**Document segment**
|This article is of interest to the following WikiProjects:|
This article uses the notation KL(p, q) and also DKL(p || m) when talking about Kullback-Leibler divergence. Are these notations two ways of expressing the same idea? If so, the article may want to indicate this equivalence.
The log-likelihood of the training data for a multinomial model is the same as the cross-entropy of the data. (Elements of Statistical Learning, page 32)
L(theta) = sum (all classes k) I(G=k) log Pr(G=k | X = x)
I guess "I(G=k)" is p and Pr(G=k | X=x) is q here.
Could somebody in the know please add this? Thanks!
WikiProject class rating
This article was automatically assessed because at least one WikiProject had rated the article as stub, and the rating on other projects was brought up to Stub class. BetacommandBot 09:46, 10 November 2007 (UTC)

**Stored records**
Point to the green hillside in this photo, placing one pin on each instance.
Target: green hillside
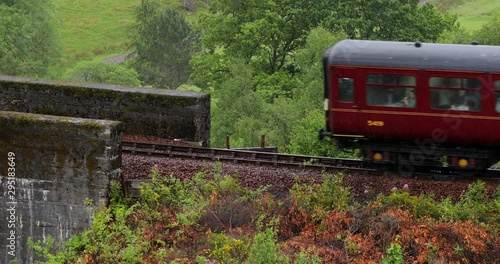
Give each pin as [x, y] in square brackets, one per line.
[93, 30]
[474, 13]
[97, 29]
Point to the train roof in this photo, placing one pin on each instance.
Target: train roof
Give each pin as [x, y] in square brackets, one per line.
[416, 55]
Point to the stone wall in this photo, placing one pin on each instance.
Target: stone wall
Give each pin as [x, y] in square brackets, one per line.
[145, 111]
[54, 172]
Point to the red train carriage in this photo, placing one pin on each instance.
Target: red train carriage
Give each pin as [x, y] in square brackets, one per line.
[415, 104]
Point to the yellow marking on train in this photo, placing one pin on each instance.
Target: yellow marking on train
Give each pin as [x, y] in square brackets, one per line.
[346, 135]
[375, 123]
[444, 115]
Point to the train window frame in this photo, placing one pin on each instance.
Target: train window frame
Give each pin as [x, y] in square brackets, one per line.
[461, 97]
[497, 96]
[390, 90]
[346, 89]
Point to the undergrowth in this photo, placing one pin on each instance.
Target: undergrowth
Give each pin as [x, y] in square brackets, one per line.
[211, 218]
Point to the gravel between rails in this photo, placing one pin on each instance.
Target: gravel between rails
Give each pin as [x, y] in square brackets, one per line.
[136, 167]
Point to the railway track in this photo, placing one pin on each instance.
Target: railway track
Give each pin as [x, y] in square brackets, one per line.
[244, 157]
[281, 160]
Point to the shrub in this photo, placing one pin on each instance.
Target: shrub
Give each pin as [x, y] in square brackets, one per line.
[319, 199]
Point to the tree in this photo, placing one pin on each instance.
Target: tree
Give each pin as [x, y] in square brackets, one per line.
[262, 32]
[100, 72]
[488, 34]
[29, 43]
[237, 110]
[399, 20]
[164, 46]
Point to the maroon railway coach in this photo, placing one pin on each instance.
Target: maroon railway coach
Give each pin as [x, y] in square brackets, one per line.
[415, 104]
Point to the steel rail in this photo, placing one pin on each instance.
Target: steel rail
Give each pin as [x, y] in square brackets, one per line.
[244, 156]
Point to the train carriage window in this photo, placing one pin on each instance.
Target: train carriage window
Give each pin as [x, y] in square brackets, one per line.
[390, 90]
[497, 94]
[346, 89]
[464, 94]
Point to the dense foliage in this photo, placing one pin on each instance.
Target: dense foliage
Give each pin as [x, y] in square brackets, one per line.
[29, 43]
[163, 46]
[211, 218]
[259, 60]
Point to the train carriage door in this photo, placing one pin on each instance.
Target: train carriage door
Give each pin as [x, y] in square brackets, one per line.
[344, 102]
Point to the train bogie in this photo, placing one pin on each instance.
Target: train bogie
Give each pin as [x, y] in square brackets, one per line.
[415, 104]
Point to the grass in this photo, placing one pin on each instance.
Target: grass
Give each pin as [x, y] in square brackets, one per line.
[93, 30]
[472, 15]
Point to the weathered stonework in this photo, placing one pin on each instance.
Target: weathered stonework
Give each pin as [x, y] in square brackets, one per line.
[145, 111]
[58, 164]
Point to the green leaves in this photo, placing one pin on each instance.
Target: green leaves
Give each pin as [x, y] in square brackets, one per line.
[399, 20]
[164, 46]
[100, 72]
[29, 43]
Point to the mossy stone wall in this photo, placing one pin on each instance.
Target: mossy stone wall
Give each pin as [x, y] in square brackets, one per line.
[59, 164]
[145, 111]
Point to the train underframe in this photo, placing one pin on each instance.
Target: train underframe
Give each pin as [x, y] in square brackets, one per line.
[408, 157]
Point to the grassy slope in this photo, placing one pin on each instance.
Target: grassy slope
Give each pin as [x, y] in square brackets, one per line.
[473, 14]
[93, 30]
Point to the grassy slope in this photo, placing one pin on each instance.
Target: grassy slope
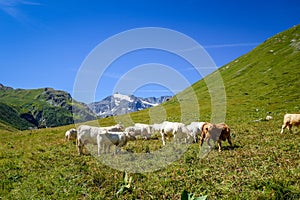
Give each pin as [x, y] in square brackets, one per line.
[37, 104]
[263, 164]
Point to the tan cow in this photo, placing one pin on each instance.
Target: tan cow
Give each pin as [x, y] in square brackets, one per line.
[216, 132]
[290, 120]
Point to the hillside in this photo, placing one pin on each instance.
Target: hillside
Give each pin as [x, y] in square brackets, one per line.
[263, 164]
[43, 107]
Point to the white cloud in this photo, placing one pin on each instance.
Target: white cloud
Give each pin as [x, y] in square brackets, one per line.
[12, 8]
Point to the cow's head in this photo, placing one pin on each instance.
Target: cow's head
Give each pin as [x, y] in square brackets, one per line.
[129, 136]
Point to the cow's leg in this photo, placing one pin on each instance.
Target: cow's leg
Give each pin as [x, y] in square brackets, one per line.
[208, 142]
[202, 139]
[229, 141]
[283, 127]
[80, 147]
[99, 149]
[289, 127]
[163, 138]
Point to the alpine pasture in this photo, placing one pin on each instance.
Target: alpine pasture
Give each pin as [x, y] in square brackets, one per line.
==
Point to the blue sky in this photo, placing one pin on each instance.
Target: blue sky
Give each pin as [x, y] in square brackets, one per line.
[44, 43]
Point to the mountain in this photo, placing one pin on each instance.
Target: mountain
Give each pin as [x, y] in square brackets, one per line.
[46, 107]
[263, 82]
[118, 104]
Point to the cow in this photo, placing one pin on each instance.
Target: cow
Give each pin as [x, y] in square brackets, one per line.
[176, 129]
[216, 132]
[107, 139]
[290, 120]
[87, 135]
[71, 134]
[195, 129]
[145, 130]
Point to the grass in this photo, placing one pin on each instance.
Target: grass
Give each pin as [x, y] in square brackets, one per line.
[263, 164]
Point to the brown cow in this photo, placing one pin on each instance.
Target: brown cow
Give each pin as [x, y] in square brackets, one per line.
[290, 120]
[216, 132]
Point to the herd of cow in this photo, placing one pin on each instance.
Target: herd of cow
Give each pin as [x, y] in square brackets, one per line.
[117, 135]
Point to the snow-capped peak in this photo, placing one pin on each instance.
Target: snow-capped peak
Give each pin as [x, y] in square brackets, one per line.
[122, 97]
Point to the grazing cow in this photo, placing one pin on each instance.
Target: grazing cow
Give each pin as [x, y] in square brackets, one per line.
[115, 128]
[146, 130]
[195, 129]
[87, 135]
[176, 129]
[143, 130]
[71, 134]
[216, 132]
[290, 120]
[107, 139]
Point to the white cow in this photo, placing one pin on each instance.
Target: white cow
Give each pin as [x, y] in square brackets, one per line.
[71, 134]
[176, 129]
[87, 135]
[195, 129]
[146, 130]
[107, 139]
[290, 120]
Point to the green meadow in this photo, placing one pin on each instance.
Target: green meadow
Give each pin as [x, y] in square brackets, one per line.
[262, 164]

**Goals**
(1) In the cross-entropy talk page, which book and page are cited for the claim that the log-likelihood of multinomial training data equals the cross-entropy?
(2) Write the next part of the cross-entropy talk page, starting after its final comment.
The lines are separate material from the cross-entropy talk page.

**Replies**
(1) Elements of Statistical Learning, page 32.

(2)
To improve clarity, this stub should be merged into the "Kullback–Leibler divergence" article. "Cross entropy" and "relative entropy" refer to the same quantity in the literature, at least up to a sign convention. DRB (talk) 00:39, 15 January 2010 (UTC)
- Hmmm... fair idea but not a cut-and-dry case. maybe put a merge tag on it, at least. Kevin Baastalk 14:07, 15 January 2010 (UTC)